» **YOUR ASSIGNMENT**:
Go through the records below and return each line that has "tower" in it.

» **SOURCE DATA**:
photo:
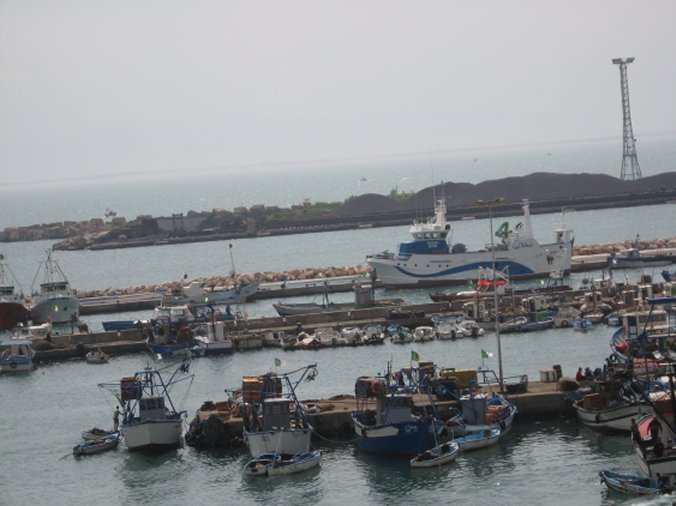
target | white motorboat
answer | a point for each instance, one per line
(151, 420)
(428, 260)
(55, 301)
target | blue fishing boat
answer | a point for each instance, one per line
(384, 419)
(633, 484)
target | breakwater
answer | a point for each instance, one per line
(304, 281)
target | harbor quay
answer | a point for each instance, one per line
(281, 289)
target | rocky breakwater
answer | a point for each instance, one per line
(225, 282)
(356, 271)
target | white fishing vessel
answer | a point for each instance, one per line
(428, 260)
(283, 427)
(55, 301)
(151, 420)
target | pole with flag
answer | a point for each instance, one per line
(484, 356)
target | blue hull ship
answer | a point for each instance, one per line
(384, 421)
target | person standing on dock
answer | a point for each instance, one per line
(116, 418)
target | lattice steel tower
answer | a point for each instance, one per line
(630, 167)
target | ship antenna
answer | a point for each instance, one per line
(232, 263)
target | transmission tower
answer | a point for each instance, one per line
(630, 167)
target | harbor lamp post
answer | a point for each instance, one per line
(490, 204)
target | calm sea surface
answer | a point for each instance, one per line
(551, 462)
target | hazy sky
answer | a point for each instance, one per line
(95, 87)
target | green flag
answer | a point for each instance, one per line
(485, 354)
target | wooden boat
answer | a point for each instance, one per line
(632, 484)
(96, 433)
(478, 439)
(437, 456)
(96, 357)
(97, 445)
(273, 464)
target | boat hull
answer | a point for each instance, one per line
(61, 309)
(629, 484)
(477, 440)
(95, 446)
(16, 365)
(614, 419)
(12, 313)
(272, 465)
(401, 438)
(153, 434)
(285, 441)
(437, 456)
(457, 268)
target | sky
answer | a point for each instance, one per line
(95, 88)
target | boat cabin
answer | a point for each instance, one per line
(54, 286)
(394, 408)
(152, 408)
(277, 413)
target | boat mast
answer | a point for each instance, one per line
(232, 263)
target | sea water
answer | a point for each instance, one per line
(553, 461)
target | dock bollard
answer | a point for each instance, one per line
(559, 373)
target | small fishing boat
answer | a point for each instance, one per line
(16, 355)
(96, 357)
(424, 333)
(399, 334)
(96, 433)
(632, 484)
(150, 418)
(273, 464)
(478, 439)
(282, 426)
(90, 446)
(582, 324)
(633, 258)
(437, 456)
(55, 301)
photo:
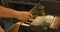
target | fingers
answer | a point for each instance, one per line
(30, 15)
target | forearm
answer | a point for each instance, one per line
(7, 13)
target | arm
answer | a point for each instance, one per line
(7, 13)
(15, 28)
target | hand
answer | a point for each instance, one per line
(24, 16)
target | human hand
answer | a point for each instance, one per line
(24, 16)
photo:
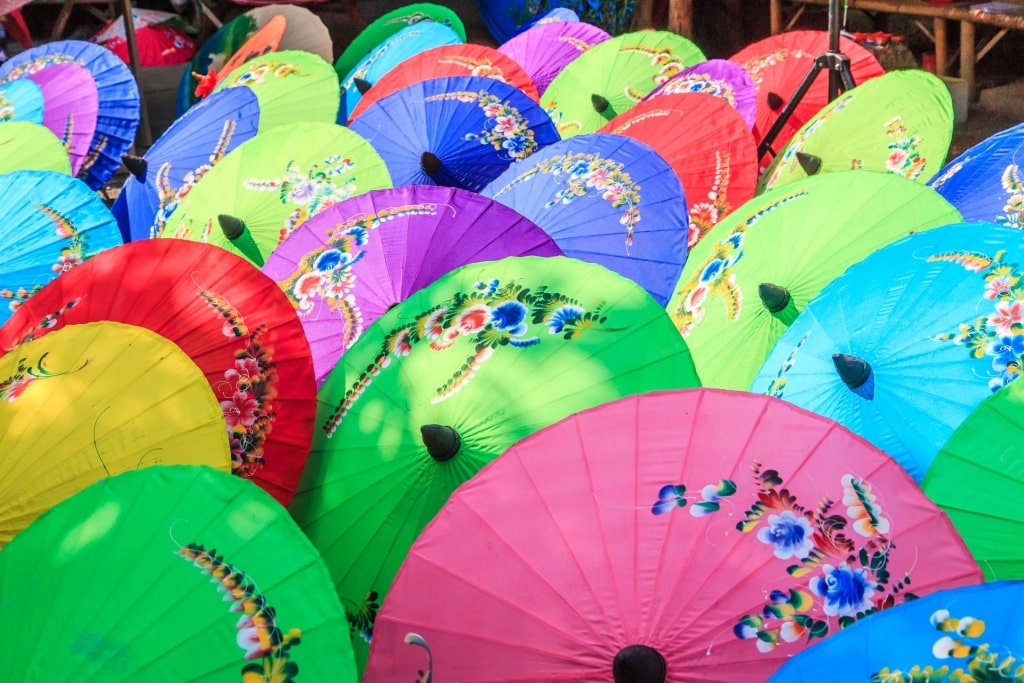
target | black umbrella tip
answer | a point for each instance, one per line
(856, 374)
(809, 163)
(442, 441)
(232, 226)
(361, 85)
(639, 664)
(136, 166)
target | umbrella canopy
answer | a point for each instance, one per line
(391, 23)
(304, 31)
(720, 78)
(880, 353)
(22, 100)
(445, 60)
(968, 634)
(26, 145)
(182, 155)
(983, 461)
(544, 49)
(747, 281)
(92, 400)
(605, 199)
(716, 160)
(424, 398)
(172, 565)
(49, 222)
(118, 114)
(717, 532)
(72, 108)
(900, 123)
(231, 321)
(986, 182)
(347, 265)
(292, 86)
(406, 43)
(779, 62)
(614, 75)
(461, 131)
(259, 193)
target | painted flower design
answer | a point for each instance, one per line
(788, 535)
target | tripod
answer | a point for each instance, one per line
(833, 61)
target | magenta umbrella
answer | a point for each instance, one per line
(350, 263)
(71, 105)
(545, 48)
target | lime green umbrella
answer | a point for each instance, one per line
(448, 380)
(978, 478)
(900, 123)
(175, 572)
(30, 146)
(269, 184)
(611, 77)
(757, 268)
(292, 86)
(387, 25)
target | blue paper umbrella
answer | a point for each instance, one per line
(49, 222)
(605, 199)
(193, 144)
(116, 87)
(410, 41)
(905, 344)
(20, 100)
(461, 131)
(986, 182)
(968, 635)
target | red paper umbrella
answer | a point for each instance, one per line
(777, 66)
(461, 59)
(707, 142)
(233, 322)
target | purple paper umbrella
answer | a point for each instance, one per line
(545, 48)
(720, 78)
(348, 264)
(71, 104)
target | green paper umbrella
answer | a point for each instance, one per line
(386, 26)
(978, 479)
(292, 86)
(757, 268)
(30, 146)
(267, 185)
(448, 380)
(611, 77)
(900, 123)
(169, 573)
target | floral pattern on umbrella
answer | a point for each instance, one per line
(849, 577)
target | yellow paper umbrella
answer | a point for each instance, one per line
(92, 400)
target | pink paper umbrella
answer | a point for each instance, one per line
(71, 104)
(348, 264)
(685, 536)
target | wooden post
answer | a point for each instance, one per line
(681, 17)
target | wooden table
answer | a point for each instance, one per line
(970, 50)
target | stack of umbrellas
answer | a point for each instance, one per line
(461, 363)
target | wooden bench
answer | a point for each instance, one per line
(970, 50)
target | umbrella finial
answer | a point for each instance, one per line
(856, 374)
(361, 85)
(639, 664)
(778, 302)
(442, 441)
(235, 229)
(136, 166)
(809, 163)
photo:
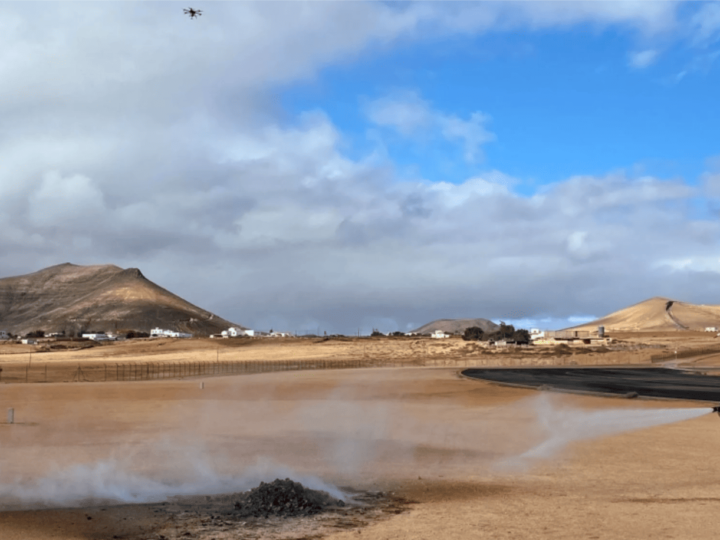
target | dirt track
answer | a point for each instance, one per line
(641, 382)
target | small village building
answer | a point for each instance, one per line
(100, 336)
(159, 332)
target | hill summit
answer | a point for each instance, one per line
(457, 326)
(74, 298)
(658, 314)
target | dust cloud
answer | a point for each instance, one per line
(238, 435)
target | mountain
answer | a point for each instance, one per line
(457, 326)
(658, 314)
(101, 298)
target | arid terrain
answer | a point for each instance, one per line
(71, 298)
(441, 456)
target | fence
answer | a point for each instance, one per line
(689, 353)
(147, 371)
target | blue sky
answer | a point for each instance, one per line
(335, 165)
(560, 103)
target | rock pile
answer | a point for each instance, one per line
(284, 498)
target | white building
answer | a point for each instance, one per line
(97, 337)
(237, 332)
(159, 332)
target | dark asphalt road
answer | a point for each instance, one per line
(647, 382)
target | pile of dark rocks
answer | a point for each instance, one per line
(284, 498)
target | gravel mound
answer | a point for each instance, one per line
(284, 498)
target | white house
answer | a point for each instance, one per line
(97, 337)
(159, 332)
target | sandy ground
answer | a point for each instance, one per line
(472, 457)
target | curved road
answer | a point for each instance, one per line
(629, 382)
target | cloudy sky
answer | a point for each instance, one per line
(337, 165)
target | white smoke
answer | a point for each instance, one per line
(346, 434)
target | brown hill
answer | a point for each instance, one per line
(456, 326)
(658, 314)
(101, 298)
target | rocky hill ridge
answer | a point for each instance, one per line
(73, 298)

» **TASK RESPONSE**:
target | lattice steel tower
target | transmission tower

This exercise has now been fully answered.